# WHAT YOU WILL DO
Nothing is to be left out: repeat every entry exactly as given.
+++ RECORD EXTRACTS
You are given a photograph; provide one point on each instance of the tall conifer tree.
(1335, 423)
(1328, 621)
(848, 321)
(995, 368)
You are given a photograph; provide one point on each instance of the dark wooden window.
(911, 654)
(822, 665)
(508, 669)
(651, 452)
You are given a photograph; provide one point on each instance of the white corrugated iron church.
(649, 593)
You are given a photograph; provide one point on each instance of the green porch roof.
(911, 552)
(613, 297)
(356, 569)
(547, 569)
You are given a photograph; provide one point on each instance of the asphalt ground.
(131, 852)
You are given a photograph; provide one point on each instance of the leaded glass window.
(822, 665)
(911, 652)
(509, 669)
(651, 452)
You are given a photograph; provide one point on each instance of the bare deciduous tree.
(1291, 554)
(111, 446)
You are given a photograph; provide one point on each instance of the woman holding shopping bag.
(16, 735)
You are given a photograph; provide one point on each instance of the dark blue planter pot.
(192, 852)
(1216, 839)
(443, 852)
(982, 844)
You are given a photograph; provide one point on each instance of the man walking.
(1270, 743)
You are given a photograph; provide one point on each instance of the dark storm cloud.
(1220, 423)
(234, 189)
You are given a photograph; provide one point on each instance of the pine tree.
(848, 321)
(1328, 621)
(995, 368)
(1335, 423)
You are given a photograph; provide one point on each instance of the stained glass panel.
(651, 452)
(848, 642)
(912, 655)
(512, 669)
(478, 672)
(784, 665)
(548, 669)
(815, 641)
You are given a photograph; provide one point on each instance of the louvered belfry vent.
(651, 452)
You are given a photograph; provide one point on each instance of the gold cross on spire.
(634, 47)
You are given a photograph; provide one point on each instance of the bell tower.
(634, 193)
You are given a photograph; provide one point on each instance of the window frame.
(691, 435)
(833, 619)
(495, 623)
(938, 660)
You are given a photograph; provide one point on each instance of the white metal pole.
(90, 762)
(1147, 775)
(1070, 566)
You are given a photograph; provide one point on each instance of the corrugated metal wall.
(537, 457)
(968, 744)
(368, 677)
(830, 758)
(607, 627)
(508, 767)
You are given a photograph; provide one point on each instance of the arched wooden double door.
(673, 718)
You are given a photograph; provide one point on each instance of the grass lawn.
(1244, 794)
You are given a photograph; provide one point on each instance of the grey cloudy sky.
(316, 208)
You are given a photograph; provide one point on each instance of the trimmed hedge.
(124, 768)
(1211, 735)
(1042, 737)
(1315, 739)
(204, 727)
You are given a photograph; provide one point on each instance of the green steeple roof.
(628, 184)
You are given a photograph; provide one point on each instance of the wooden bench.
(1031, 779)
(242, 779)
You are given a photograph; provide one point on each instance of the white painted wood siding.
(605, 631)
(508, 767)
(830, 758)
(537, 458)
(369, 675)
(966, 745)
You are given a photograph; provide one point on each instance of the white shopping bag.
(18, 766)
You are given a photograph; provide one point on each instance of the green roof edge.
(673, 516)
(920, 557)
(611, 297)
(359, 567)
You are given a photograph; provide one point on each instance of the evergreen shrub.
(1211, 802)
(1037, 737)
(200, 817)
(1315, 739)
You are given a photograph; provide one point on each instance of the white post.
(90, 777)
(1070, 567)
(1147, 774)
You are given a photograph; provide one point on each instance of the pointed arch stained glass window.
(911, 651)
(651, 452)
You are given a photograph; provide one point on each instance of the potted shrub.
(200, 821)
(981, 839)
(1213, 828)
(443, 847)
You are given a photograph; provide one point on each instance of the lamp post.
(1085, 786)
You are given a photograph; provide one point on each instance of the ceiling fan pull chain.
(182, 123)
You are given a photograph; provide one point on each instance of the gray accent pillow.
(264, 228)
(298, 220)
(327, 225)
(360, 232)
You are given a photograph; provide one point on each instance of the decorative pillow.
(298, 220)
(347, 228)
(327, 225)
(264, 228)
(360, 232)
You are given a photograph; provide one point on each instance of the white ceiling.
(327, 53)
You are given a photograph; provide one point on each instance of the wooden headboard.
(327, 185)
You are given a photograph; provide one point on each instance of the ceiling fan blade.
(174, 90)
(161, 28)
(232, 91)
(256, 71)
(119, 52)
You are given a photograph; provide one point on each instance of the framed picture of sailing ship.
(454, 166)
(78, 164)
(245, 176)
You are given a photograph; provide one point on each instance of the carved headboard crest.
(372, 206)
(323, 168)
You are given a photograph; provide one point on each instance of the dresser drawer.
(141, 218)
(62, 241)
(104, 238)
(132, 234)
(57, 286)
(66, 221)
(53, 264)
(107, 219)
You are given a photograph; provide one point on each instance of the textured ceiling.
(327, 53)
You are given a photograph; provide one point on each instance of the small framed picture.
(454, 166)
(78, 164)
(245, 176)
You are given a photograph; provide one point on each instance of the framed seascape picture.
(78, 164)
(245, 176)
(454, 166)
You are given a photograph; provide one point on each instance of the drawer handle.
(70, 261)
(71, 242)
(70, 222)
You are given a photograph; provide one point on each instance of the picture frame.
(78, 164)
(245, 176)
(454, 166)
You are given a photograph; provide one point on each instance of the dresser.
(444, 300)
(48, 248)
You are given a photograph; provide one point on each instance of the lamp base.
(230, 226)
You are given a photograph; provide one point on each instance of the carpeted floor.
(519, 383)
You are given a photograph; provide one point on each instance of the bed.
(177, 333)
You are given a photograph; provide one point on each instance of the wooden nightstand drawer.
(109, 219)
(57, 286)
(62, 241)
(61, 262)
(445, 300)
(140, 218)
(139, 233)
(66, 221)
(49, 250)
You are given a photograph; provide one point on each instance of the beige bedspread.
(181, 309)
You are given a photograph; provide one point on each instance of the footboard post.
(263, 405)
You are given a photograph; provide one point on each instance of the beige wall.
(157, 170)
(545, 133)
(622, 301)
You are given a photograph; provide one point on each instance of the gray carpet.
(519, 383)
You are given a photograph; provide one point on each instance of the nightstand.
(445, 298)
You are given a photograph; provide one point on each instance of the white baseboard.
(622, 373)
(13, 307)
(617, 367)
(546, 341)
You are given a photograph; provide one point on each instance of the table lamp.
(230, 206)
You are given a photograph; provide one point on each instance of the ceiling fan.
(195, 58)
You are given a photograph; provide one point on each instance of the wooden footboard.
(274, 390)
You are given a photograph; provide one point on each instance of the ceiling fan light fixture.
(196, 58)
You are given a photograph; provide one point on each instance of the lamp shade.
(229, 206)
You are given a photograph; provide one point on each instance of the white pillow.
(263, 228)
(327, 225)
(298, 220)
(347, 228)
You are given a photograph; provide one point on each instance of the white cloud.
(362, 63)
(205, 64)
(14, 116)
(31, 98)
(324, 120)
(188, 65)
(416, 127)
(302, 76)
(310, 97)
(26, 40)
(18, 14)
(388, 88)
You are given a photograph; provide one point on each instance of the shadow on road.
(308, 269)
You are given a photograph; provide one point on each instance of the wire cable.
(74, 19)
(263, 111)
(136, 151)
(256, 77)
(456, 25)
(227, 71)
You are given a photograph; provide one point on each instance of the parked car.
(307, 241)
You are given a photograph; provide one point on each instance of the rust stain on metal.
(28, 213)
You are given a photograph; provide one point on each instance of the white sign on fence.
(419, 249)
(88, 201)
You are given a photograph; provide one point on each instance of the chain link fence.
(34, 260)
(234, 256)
++++++
# FINISHED EXERCISE
You are given a photograph; provide one point on each instance of the tall conifer tree.
(1335, 423)
(1328, 621)
(848, 321)
(995, 368)
You are given a photograph; provide one point on each instance of the dark wooden window.
(911, 654)
(822, 665)
(508, 669)
(651, 452)
You are given a photograph; provide one point on each instance of the white corrugated iron church.
(649, 593)
You are given a photograph; provide one point on each instance of the green porch roof.
(911, 552)
(613, 297)
(356, 569)
(547, 569)
You are given a photograph; provide one point on each instance of the asphalt ground.
(131, 852)
You are given a photograph; provide one point on each instance of the leaded glass window.
(822, 665)
(911, 652)
(509, 669)
(651, 452)
You are given a photograph; provide one point on each instance of the bare deciduous tree.
(1291, 554)
(111, 446)
You are given a photograph; provide one point on each instance of the woman holding shopping bag.
(16, 735)
You are given a photograph; provide one point on each instance of the dark blue planter pot.
(192, 852)
(1216, 839)
(443, 852)
(982, 844)
You are given a photograph; provide one point on each instance of the man walking.
(1270, 743)
You are given a photograph; provide one point on each instance of the dark storm cloud.
(1220, 423)
(234, 189)
You are given a photograph; provide one point on each instance of the pine tree.
(848, 321)
(1328, 621)
(995, 368)
(1335, 423)
You are given a photograph; provide one point on each instance of the stained glass panel.
(651, 452)
(848, 642)
(912, 655)
(512, 669)
(478, 672)
(784, 665)
(548, 669)
(815, 641)
You are given a photograph; provide one point on each instance of the louvered belfry vent.
(651, 452)
You are given a photograph; provide one point on each instance of the gold cross on spire.
(634, 47)
You are given a photograph; provide one point on each instance of the bell tower.
(634, 193)
You are given a photograph; provide one point on each instance of the window frame.
(691, 435)
(833, 619)
(495, 623)
(938, 660)
You are given a photograph; provide one point on each instance of the white metal pole.
(90, 762)
(1147, 775)
(1070, 566)
You are given a photograph; provide one point on each instance of the corrugated metal wall.
(537, 457)
(968, 744)
(368, 677)
(830, 758)
(607, 627)
(508, 767)
You are given a photograph; provide one point on each instance of the arched wooden double door.
(673, 718)
You are given a photograph; provide one point on each instance of the grass lawn.
(1244, 794)
You are given a photograph; provide one point on each instance of the grey cloudy sky.
(316, 208)
You are given a photograph; provide one point on each instance of the trimmed hedge.
(124, 768)
(1211, 735)
(1042, 737)
(1315, 739)
(204, 727)
You are given a photograph; provide one point on each instance of the green steeple roof.
(628, 184)
You are given a photograph; provide one point on each instance of the wooden bench.
(1031, 779)
(242, 779)
You are given a photograph; provide one point on each instance of the white painted wood siding.
(605, 631)
(508, 767)
(830, 758)
(537, 458)
(369, 675)
(966, 745)
You are given a photograph; provide one point on each instance of the white shopping bag.
(18, 766)
You are given a photograph; provide one point on each instance of the green roof edge.
(673, 516)
(920, 557)
(611, 297)
(359, 567)
You are given a photograph; provide one point on each instance of the evergreen shrub.
(1211, 802)
(1037, 737)
(200, 817)
(1315, 739)
You are given a photograph; provide one point on each instance of the white post.
(90, 777)
(1070, 567)
(1147, 774)
You are given a photograph; provide one point on each instance of the pointed arch stained glass window.
(911, 651)
(651, 452)
You are given a photograph; provide one point on each instance of the potted shrub.
(200, 821)
(981, 839)
(1213, 828)
(443, 847)
You are given a photograph; provide one point on each instance of the lamp post.
(1085, 786)
You are given a photograph; provide one point on each instance of the ceiling fan pull chain.
(182, 123)
You are given a photograph; provide one point on each instance of the gray accent pillow.
(264, 228)
(298, 220)
(327, 225)
(360, 232)
You are given a photograph; provide one point on each instance of the decorative pillow.
(298, 220)
(347, 228)
(327, 225)
(264, 228)
(360, 232)
You are given a photograph; provide one point on each instance of the white ceiling.
(327, 53)
You are given a photograph; provide one point on each instance of the wooden headboard.
(327, 185)
You are given a photograph; provide one point on each instance of the ceiling fan blade.
(174, 90)
(161, 28)
(232, 91)
(256, 71)
(119, 52)
You are given a photograph; provide one point on each instance of the framed picture of sailing ship.
(454, 166)
(78, 164)
(245, 176)
You are given a photograph; provide one point on each instance of the carved headboard crest.
(372, 206)
(323, 168)
You are given a photograph; provide one point on each instance of the dresser drawer.
(141, 218)
(62, 241)
(104, 238)
(132, 234)
(57, 286)
(66, 221)
(53, 264)
(107, 219)
You are given a photograph; provide one point on each instance of the textured ceiling.
(327, 53)
You are given a photograph; provide one point on each instance of the small framed picture.
(454, 166)
(78, 164)
(245, 176)
You are given a photograph; provide one point on each instance of the framed seascape picture.
(78, 164)
(245, 176)
(454, 166)
You are given a photograph; provide one point on each instance of the drawer handle.
(70, 261)
(71, 242)
(70, 222)
You are given a photograph; provide one point on each instance of the picture frame.
(78, 164)
(245, 176)
(454, 166)
You are given a photograph; provide one point on each instance of the dresser.
(444, 300)
(48, 248)
You are given a photograph; provide one point on each instance of the lamp base.
(230, 226)
You are given a photograph; provide one point on each instance of the carpeted floor.
(519, 383)
You are given a photograph; provide one point on each instance of the bed.
(177, 333)
You are given a photograph; provide one point on each instance of the wooden nightstand drawer.
(109, 219)
(57, 286)
(62, 241)
(61, 262)
(445, 300)
(140, 218)
(139, 233)
(66, 221)
(49, 250)
You are given a photograph; provide one point on each instance of the beige bedspread.
(181, 309)
You are given a photograph; provide one point on each instance of the footboard post.
(263, 405)
You are given a photograph; provide one point on each instance of the beige wall.
(157, 170)
(545, 133)
(622, 301)
You are given a photograph; provide one point on each instance of the gray carpet.
(519, 383)
You are given a photograph; provide one point on each instance of the nightstand.
(445, 298)
You are given a photograph; provide one point on each instance of the white baseboard.
(622, 373)
(13, 307)
(617, 367)
(546, 341)
You are given a photograph; provide one point on each instance of the table lamp.
(230, 206)
You are given a photograph; provide one point on each instance of the ceiling fan.
(195, 58)
You are given a photograph; provide one point on each instance of the wooden footboard.
(274, 390)
You are given a photograph; provide one point on each instance of the ceiling fan light fixture.
(196, 58)
You are given a photograph; provide one point on each instance of the lamp shade.
(229, 206)
You are given a photograph; provide one point on each instance of the white pillow.
(263, 228)
(327, 225)
(298, 220)
(347, 228)
You are given a photograph; provide one point on each instance of the white cloud.
(362, 63)
(205, 64)
(14, 116)
(31, 98)
(324, 120)
(188, 65)
(416, 127)
(302, 76)
(310, 97)
(26, 40)
(18, 14)
(388, 88)
You are given a photograph; provide one point on each instance of the shadow on road.
(308, 269)
You are given a photograph; provide one point on each instance of the wire cable.
(74, 19)
(263, 111)
(136, 151)
(256, 77)
(456, 25)
(227, 71)
You are given a photograph; provide one point on each instance of the parked car.
(307, 241)
You are given a photograph; provide one point on each instance of the rust stain on metal.
(28, 213)
You are given a photograph; provide one point on each instance of the white sign on fence.
(419, 249)
(88, 201)
You are given a photograph; provide one point on each instance of the chain link fence.
(34, 260)
(234, 256)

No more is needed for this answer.